Directions: In full and without alteration, repeat the material.

Data provided:
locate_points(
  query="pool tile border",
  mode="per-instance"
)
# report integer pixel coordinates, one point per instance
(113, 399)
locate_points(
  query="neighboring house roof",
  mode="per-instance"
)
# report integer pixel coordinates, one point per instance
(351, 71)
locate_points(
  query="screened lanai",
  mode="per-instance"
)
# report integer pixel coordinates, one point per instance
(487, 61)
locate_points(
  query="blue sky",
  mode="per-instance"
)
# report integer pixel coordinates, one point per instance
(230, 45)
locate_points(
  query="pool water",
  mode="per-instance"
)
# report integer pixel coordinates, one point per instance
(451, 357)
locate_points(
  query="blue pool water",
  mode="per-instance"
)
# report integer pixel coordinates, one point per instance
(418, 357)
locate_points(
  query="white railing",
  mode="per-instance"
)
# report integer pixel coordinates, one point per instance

Solution:
locate_points(
  query="pool tile border",
  mode="per-instance"
)
# report integer pixel coordinates, one point per instance
(113, 399)
locate_points(
  query="neighboring house roof",
  mode="per-instance"
)
# report integer pixel coordinates, one point per instance
(351, 71)
locate_points(
  query="screened lanai",
  mode="per-instance"
)
# report integer pixel coordinates, one point per instance
(487, 61)
locate_points(
  query="blue sky",
  mode="per-instance"
)
# report integer pixel coordinates, one point per instance
(230, 45)
locate_points(
  query="pool water",
  mode="per-instance"
)
# report integer pixel coordinates, one point per instance
(451, 357)
locate_points(
  query="blue pool water",
  mode="per-instance"
)
# report integer pixel coordinates, one point per instance
(418, 357)
locate_points(
  query="white railing",
  mode="per-instance"
)
# report integer pixel coordinates, one point per instance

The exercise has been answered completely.